Location annotation dataset excerpts
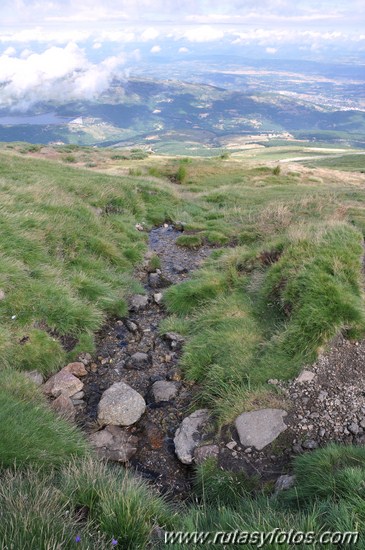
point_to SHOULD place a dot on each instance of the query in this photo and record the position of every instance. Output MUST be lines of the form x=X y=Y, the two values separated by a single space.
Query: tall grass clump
x=31 y=433
x=122 y=506
x=35 y=516
x=68 y=246
x=316 y=285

_Problem statement_. Render every line of the items above as a Markdown table with the columns "No." and "Line", numbering each row and omitting blank lines. Leave the pictures out of the answer.

_Completed exercise_.
| No. | Line |
|---|---|
| 1 | point_to SHOULD place a dot on each instance of the query in this photo and record the position of every instance. Output MUST be lines of the form x=X y=Y, the two values separated by a single space. |
| 2 | Query: tall grass clump |
| 3 | x=31 y=433 |
| 4 | x=122 y=506 |
| 5 | x=35 y=516 |
| 6 | x=68 y=246 |
| 7 | x=316 y=285 |